━━━ Records for this exercise

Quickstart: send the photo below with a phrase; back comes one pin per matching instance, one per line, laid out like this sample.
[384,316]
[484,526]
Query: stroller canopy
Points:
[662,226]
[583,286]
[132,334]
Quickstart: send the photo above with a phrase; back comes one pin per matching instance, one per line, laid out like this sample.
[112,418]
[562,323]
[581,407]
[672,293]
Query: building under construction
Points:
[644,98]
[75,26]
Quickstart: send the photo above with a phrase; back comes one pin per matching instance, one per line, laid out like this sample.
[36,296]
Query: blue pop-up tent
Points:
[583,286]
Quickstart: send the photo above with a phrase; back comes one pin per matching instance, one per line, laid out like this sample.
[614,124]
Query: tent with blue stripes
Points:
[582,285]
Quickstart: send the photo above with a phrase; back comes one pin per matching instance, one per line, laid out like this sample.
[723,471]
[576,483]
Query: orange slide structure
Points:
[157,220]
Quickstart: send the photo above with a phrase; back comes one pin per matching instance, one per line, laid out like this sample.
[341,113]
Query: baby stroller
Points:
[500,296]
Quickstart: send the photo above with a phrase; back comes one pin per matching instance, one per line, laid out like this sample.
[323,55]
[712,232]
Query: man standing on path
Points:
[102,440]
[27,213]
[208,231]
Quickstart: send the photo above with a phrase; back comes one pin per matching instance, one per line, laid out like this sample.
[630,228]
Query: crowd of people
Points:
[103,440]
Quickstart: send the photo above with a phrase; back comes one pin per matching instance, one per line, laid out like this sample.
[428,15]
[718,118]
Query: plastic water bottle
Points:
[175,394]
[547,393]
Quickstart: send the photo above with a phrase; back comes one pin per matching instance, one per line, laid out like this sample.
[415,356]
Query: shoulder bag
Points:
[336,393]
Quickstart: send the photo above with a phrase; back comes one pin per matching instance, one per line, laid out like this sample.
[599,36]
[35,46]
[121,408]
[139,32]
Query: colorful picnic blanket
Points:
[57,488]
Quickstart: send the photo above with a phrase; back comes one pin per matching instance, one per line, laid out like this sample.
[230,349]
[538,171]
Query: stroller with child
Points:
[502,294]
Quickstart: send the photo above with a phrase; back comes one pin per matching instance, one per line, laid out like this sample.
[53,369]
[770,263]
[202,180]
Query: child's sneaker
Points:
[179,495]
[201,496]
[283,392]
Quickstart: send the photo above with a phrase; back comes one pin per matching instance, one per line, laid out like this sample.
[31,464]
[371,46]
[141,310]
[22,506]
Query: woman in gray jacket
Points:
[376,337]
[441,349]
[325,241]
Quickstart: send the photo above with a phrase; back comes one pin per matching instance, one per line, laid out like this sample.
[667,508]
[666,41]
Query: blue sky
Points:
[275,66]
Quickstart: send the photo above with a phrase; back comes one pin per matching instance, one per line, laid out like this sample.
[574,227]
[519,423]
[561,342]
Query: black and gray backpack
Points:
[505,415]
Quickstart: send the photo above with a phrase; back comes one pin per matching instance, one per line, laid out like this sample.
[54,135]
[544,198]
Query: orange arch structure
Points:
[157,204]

━━━━━━

What to do: Whenever the word "blue" shows up in a line of the entries, list that line.

Answer section:
Query: blue pop-up tent
Query: tent with blue stripes
Query: blue sky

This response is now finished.